- _Stated problem_: Reproduce word for word the passage below on mechanical search and X-RAY.

- _Given passage_:
---

They conduct all experiments in PyBullet simulation, and extensively test by ablating on various components. The experiments focus on either a single-heap or a dual-heap set of objects, which additionally tests if the policy can learn to ignore the “distractor” heap (i.e., the one without the target object in it) in the latter setting. The major future work plan is to address failure cases. I would also add that the authors could consider applying this on a physical robot.
These two papers give a nice overview of two flavors of mechanical search. The next two papers also relate to mechanical search, and utilize something known as learned occupancy distributions. Let’s dive in to see what that means.
X-RAY and LAX-RAY
In an IROS 2020 paper, Danielczuk and collaborators introduce the idea of X-RAY for mechanical search of occluded objects. To be clear: there was already occlusion present in the prior works, but this work explicitly considers it. X-RAY stands for maXimize Reduction in support Area of occupancY distribution. The key idea is to use X-RAY to estimate “occupancy distributions,” a fancy way of labeling each bounding box in an image with the likelihood that it contains the target object.
As with the prior works, there is an MDP formulation, but there are a few other important definitions:
- The modal segmentation mask: regions of pixels in an image corresponding to a given target object which are visible.
- The amodal segmentation mask: regions of pixels in an image corresponding to a given target image which are either visible or invisible. Thus, the amodal segmentation mask must contain the modal segmentation mask, as it has both the visible component, plus any invisible stuff (which is where the occlusion happens).
- Finally, the occupancy distribution $\rho \in \mathcal{P}$: the unnormalized distribution describing the likelihood that a given pixel in the observation image contains some part of the target object’s amodal segmentation mask.

---

- _Dataset rows_:

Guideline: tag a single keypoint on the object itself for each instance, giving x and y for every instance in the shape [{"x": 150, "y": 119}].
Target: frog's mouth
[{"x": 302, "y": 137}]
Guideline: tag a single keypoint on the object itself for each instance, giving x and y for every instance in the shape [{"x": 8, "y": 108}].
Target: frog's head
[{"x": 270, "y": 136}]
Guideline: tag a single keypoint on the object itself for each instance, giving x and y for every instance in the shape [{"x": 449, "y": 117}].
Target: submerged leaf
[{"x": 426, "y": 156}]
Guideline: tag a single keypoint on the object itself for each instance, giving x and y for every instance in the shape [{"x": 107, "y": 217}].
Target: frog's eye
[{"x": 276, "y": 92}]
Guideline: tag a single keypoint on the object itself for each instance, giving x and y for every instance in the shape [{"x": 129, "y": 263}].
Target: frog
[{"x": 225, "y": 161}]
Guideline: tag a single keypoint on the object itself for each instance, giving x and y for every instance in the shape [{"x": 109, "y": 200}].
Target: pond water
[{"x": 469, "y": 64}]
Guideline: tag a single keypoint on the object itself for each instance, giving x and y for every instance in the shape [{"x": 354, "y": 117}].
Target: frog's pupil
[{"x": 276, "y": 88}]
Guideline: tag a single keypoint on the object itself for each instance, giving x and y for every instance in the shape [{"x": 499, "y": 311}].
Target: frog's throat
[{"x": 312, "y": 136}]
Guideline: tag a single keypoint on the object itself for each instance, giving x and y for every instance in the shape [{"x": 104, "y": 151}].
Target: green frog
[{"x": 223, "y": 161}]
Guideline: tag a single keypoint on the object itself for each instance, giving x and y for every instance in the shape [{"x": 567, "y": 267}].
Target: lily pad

---

- _Solution below_:
They conduct all experiments in PyBullet simulation, and extensively test by ablating on various components. The experiments focus on either a single-heap or a dual-heap set of objects, which additionally tests if the policy can learn to ignore the “distractor” heap (i.e., the one without the target object in it) in the latter setting. The major future work plan is to address failure cases. I would also add that the authors could consider applying this on a physical robot.
These two papers give a nice overview of two flavors of mechanical search. The next two papers also relate to mechanical search, and utilize something known as learned occupancy distributions. Let’s dive in to see what that means.
X-RAY and LAX-RAY
In an IROS 2020 paper, Danielczuk and collaborators introduce the idea of X-RAY for mechanical search of occluded objects. To be clear: there was already occlusion present in the prior works, but this work explicitly considers it. X-RAY stands for maXimize Reduction in support Area of occupancY distribution. The key idea is to use X-RAY to estimate “occupancy distributions,” a fancy way of labeling each bounding box in an image with the likelihood that it contains the target object.
As with the prior works, there is an MDP formulation, but there are a few other important definitions:
- The modal segmentation mask: regions of pixels in an image corresponding to a given target object which are visible.
- The amodal segmentation mask: regions of pixels in an image corresponding to a given target image which are either visible or invisible. Thus, the amodal segmentation mask must contain the modal segmentation mask, as it has both the visible component, plus any invisible stuff (which is where the occlusion happens).
- Finally, the occupancy distribution $\rho \in \mathcal{P}$: the unnormalized distribution describing the likelihood that a given pixel in the observation image contains some part of the target object’s amodal segmentation mask.